─── Dataset records ───

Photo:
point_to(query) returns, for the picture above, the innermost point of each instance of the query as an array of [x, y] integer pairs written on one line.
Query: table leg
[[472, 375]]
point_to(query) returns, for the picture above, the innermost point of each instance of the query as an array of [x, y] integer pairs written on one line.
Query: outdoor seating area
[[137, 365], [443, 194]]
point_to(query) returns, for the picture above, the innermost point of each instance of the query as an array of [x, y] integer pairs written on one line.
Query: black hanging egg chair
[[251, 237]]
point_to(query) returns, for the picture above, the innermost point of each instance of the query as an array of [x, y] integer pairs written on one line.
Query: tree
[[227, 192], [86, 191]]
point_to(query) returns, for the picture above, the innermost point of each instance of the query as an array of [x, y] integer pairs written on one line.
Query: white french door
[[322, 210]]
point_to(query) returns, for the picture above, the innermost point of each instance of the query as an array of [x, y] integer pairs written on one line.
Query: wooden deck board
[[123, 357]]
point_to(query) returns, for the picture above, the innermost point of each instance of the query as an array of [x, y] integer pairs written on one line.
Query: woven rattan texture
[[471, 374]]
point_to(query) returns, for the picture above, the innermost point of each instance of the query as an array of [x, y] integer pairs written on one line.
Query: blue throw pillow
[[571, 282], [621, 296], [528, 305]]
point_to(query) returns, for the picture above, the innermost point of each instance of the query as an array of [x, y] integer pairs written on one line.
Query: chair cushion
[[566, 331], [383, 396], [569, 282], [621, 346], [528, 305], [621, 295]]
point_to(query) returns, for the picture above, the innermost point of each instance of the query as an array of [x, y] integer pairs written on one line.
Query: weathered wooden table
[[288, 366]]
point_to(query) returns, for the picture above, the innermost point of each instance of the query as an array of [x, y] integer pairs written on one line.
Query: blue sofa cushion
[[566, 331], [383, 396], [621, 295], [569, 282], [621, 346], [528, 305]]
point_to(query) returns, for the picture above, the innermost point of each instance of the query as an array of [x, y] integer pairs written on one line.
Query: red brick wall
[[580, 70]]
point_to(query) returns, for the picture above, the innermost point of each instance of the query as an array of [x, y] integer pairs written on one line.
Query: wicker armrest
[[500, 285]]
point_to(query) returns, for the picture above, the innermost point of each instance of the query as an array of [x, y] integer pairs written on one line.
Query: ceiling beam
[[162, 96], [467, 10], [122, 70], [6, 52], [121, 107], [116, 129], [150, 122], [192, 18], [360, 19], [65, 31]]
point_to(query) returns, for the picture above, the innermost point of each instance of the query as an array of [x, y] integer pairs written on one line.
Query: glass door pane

───

What you will do => Whatever appears in the data above should be set down again exactly.

Result of the exercise =>
Photo:
point_to(query) returns, for the picture above, the innermost point of each instance of the query as an array of [x, y] integer pairs written on one line.
Query: table leg
[[472, 375]]
point_to(query) returns, for the picture above, the innermost point of each instance of the query as an array of [x, y] integer pairs written on one line.
Query: outdoor seating area
[[137, 365], [443, 194]]
point_to(query) returns, for the picture above, the innermost point of each instance of the query as an array of [x, y] integer pairs written on one line.
Query: black hanging egg chair
[[251, 237]]
point_to(query) returns, for the picture above, the innermost point of each instance of the query as an array of [x, y] integer pairs written on one line.
Query: tree
[[227, 192], [86, 191]]
point_to(query) returns, for the picture above, the innermost point of each instance of the query as an array of [x, y] integer pairs written on one line.
Query: white french door
[[322, 210]]
point_to(query) returns, for the picture above, the innermost point of each instance of the query as an array of [x, y] integer pairs written on one line.
Query: wooden deck board
[[123, 357]]
point_to(query) returns, for the picture above, the innermost point of each instance of the query as an array of [x, y] integer pairs written on one line.
Query: woven rattan texture
[[471, 374]]
point_to(query) returns, for the picture above, the innermost point of each instance of the query as an array of [x, y] integer pairs written on one line.
Query: blue throw pillow
[[571, 282], [621, 296], [528, 305]]
point_to(query) returns, for the picture above, the innermost point of each instance of the query as an array of [x, y] integer pairs written on one line.
Query: chair cushion
[[566, 331], [383, 396], [569, 282], [621, 346], [528, 305], [621, 295]]
point_to(query) returns, for the picture above, the innermost point of each instance of the query as an array of [x, y] integer pairs written on one line.
Query: weathered wooden table
[[288, 366]]
point_to(query) returns, for the picture above, the innermost point of each instance of the query as an array of [x, y] integer pairs written on one line.
Query: blue sofa cushion
[[566, 331], [383, 396], [621, 295], [569, 282], [621, 346], [528, 305]]
point_to(query) returns, for the picture above, the innermost point of each instance of the query as an array of [x, y] integer pairs written on one line.
Query: red brick wall
[[580, 70]]
point_to(query) returns, for the picture above, the innermost point of each instance of the query as an array of [x, y] integer pairs written on one line.
Query: wicker armrest
[[500, 285]]
point_to(query) returns, for the picture above, the innermost point of each instance of the query as an array of [x, y] integer pairs written on one line.
Query: ceiling beam
[[162, 96], [467, 10], [122, 70], [6, 52], [121, 107], [116, 129], [150, 122], [192, 18], [360, 19], [65, 31]]
point_to(query) returns, for the picture above, the innermost point of each instance of the query as an array of [x, y] integer pairs written on one line.
Query: glass door pane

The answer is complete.